*INSTRUCTIONS FOR THE TASK:* Write out the entries exactly, pictures excluded.

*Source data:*

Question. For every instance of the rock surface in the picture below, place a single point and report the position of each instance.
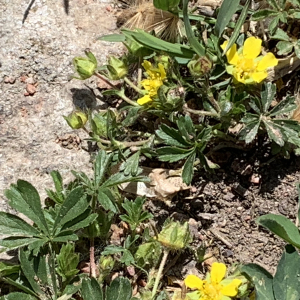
(36, 89)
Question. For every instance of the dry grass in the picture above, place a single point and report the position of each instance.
(143, 15)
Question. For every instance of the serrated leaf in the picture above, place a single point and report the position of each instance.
(67, 261)
(81, 221)
(188, 169)
(249, 132)
(275, 132)
(17, 296)
(261, 279)
(14, 226)
(25, 199)
(119, 289)
(72, 207)
(28, 270)
(101, 166)
(267, 95)
(227, 9)
(286, 282)
(106, 199)
(91, 289)
(264, 13)
(282, 227)
(171, 136)
(172, 154)
(16, 242)
(285, 106)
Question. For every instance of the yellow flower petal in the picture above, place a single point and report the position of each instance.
(269, 60)
(193, 282)
(252, 47)
(218, 271)
(162, 71)
(259, 76)
(231, 289)
(144, 100)
(231, 54)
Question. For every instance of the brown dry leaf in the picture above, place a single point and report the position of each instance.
(164, 184)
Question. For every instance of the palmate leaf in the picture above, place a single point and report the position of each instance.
(72, 207)
(25, 199)
(171, 136)
(172, 154)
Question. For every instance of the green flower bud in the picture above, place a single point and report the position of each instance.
(164, 60)
(117, 68)
(175, 236)
(199, 66)
(85, 67)
(76, 119)
(106, 263)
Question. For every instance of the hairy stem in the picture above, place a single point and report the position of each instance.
(160, 270)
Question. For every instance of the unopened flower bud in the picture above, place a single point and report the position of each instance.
(117, 68)
(175, 236)
(85, 67)
(199, 66)
(76, 119)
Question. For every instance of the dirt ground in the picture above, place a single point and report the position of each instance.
(36, 91)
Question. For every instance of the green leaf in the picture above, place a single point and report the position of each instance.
(280, 35)
(102, 164)
(16, 242)
(91, 289)
(18, 296)
(227, 9)
(275, 132)
(157, 44)
(261, 279)
(166, 5)
(67, 261)
(264, 13)
(114, 38)
(286, 282)
(249, 132)
(27, 266)
(197, 47)
(172, 154)
(285, 106)
(80, 222)
(282, 227)
(106, 199)
(171, 136)
(188, 169)
(119, 289)
(284, 47)
(238, 26)
(267, 95)
(25, 199)
(72, 207)
(13, 225)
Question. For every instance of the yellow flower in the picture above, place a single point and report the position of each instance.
(155, 79)
(246, 65)
(214, 287)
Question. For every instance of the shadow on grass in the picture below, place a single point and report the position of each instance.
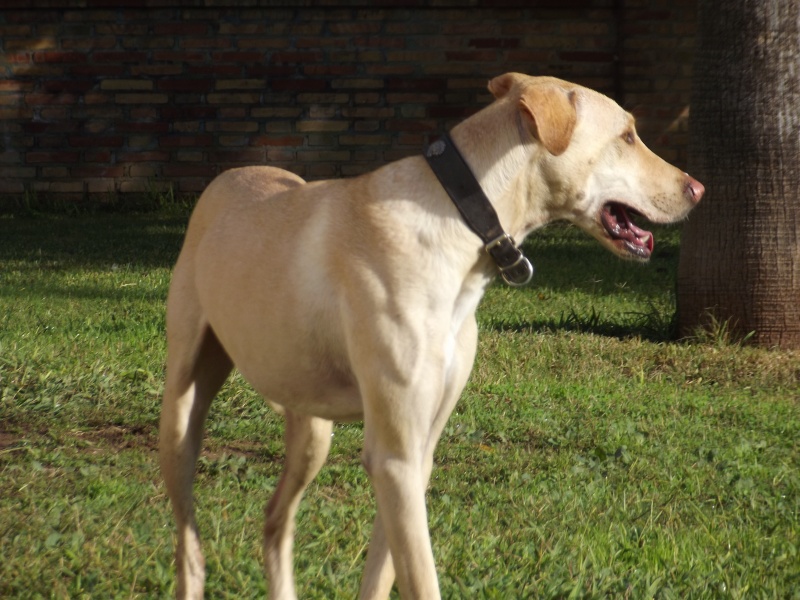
(95, 240)
(650, 327)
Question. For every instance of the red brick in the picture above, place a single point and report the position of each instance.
(494, 43)
(59, 57)
(96, 141)
(248, 156)
(51, 157)
(273, 140)
(178, 56)
(53, 98)
(184, 170)
(180, 28)
(105, 171)
(237, 57)
(114, 56)
(185, 141)
(186, 85)
(299, 85)
(297, 57)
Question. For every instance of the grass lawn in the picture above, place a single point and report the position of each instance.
(590, 456)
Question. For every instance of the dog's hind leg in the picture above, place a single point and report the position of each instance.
(197, 366)
(308, 440)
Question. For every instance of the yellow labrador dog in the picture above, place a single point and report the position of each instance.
(355, 299)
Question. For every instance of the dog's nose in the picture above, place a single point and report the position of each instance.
(694, 189)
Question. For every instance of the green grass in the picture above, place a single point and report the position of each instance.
(590, 456)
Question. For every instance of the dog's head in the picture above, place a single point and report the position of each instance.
(596, 170)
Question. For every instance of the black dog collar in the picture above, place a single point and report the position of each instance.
(464, 190)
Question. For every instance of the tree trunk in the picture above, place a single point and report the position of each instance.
(740, 252)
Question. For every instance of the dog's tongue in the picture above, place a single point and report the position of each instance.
(620, 226)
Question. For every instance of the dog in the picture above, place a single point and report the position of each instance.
(355, 299)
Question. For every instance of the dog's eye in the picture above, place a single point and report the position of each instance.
(629, 137)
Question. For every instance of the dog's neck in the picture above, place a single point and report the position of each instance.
(498, 148)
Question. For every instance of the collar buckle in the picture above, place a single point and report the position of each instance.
(515, 269)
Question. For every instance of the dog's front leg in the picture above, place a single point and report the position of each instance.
(308, 440)
(397, 426)
(379, 570)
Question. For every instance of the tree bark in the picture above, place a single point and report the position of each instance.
(740, 252)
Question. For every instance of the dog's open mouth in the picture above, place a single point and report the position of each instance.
(624, 233)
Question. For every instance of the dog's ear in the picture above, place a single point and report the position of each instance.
(551, 114)
(500, 85)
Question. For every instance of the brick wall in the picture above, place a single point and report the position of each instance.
(108, 101)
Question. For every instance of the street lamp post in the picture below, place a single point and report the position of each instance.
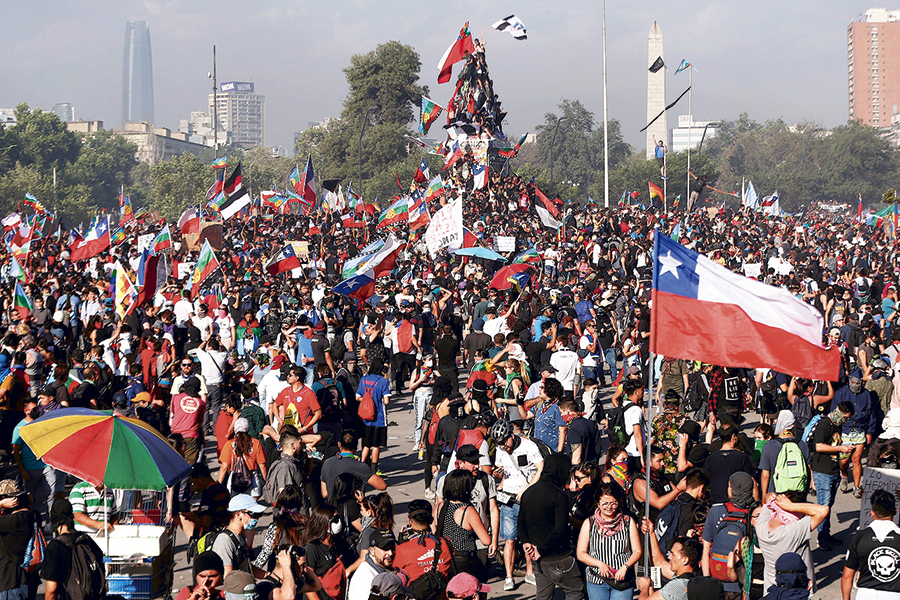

*ANSWER TO THE EXERCISE:*
Question. For every instance of the rock surface in the picture below, place a single point and report the position of each instance.
(36, 89)
Question. For every instance of the dry grass in the picture above, place a single point and report the position of each instance.
(143, 15)
Question. For every instance of the serrated leaf in the picture above, place a single point and report the position of each instance.
(67, 261)
(81, 221)
(188, 169)
(249, 132)
(275, 132)
(17, 296)
(261, 279)
(14, 226)
(25, 199)
(119, 289)
(72, 207)
(28, 270)
(101, 166)
(267, 95)
(227, 9)
(286, 282)
(106, 199)
(91, 289)
(264, 13)
(282, 227)
(171, 136)
(172, 154)
(16, 242)
(285, 106)
Question. For every instance of the yellow flower petal in the picture above, place a single point and report the position of each instance.
(269, 60)
(193, 282)
(252, 47)
(218, 271)
(162, 71)
(259, 76)
(231, 289)
(144, 100)
(231, 54)
Question. For every instance of the brown dry leaf in the picture above, place a single point and report the position of each instance.
(164, 184)
Question. For every instance of the palmate leaf in the picture above, place a single point and report the position of each instance.
(72, 207)
(25, 199)
(171, 136)
(172, 154)
Question. For every instance of the green flower bud in the picture above, place a single point and report the position of each instance.
(164, 60)
(117, 68)
(175, 236)
(199, 66)
(85, 67)
(76, 119)
(106, 263)
Question. For every instance of the hairy stem in the picture above, place a single point and report the position of each instance.
(160, 270)
Question. For every instance of the unopened flower bud in the picture above, place a single point and report the position of each instance.
(117, 68)
(175, 236)
(85, 67)
(199, 66)
(76, 119)
Question. For every instance of the dirt ground in the picture above, place a single point and report the position of each instance.
(36, 91)
Question. For every instance of the green leaf in the picture above, place a single point and report the position of each instance.
(280, 35)
(102, 164)
(16, 242)
(91, 289)
(18, 296)
(227, 9)
(275, 132)
(157, 44)
(261, 279)
(166, 5)
(67, 261)
(264, 13)
(114, 38)
(286, 282)
(249, 132)
(27, 266)
(197, 47)
(172, 154)
(285, 106)
(80, 222)
(282, 227)
(106, 199)
(171, 136)
(188, 169)
(119, 289)
(284, 47)
(238, 26)
(267, 95)
(25, 199)
(72, 207)
(13, 225)
Question. For every instance of the yellow flower in the picture above, place a single point and report the position of each instance.
(155, 79)
(246, 65)
(214, 287)
Question. For every instance of the shadow on grass in the picture below, place a single point and report the position of each instance.
(95, 240)
(650, 327)
Question. For every instance of the red brick in the picture above, place a single point and report the position of each instance.
(494, 43)
(59, 57)
(96, 141)
(248, 156)
(51, 157)
(273, 140)
(178, 56)
(53, 98)
(184, 170)
(180, 28)
(105, 171)
(237, 57)
(114, 56)
(185, 141)
(186, 85)
(299, 85)
(297, 57)
Question. For every instance of the grass lawn in the picture above, place a single point and report the position of each instance.
(590, 456)
Question. For every instance of the dog's hind leg in the picture above, place a single point and report the position of each instance.
(197, 366)
(308, 440)
Question. For every instance of the yellow labrador dog in the picture above, place a single point and report the position of each instance.
(355, 299)
Question. For every instance of the dog's nose in the picture above, place a single point and report the position of each instance.
(694, 189)
Question. For every instance of the green grass in the picture above, place a single point and report the position of each instance.
(590, 456)
Question. For every instance of the dog's head in the picture above, place a single point and report the position of each instance.
(596, 170)
Question. For every instance of the black dog collar in the picture above, place a single point and report the position of each instance.
(464, 190)
Question. For every instance of the tree trunk in the picture above, place a single point and report the position of each instance.
(740, 252)
Question. For every instance of the dog's tongue in the picture above, place a single point and report the position of each instance.
(620, 226)
Question. For every instance of the dog in the picture above, place a single point and report the position of each instance.
(355, 299)
Question. For every instance of the dog's eye in the picture above, place a single point and report the position of each instance.
(629, 137)
Question. For every instance of the dog's neck in the picture above, place a single point and report the position of each instance.
(498, 148)
Question. For every instance of the collar buckle in the picture above, place a single point and report the position of each instance.
(515, 269)
Question. For every instance of the dog's front leg in the picture above, place a single point and report the position of each instance.
(308, 440)
(397, 426)
(379, 570)
Question. For every instance of the tree bark in the picture above, place a single point and report the position of each instance.
(740, 252)
Question. For every instance of the dog's open mouth in the picture above, place a single point and report the position of each instance.
(624, 233)
Question. For every instance of the dog's ear in the picture above, place a single point and report the position of each instance.
(551, 114)
(500, 85)
Question. For every instance of the brick wall in the picture above, place a single point and report the position of each instance.
(108, 101)
Question. For every instance of the street lamp post in the picture below, place a single point and report the position of each instance.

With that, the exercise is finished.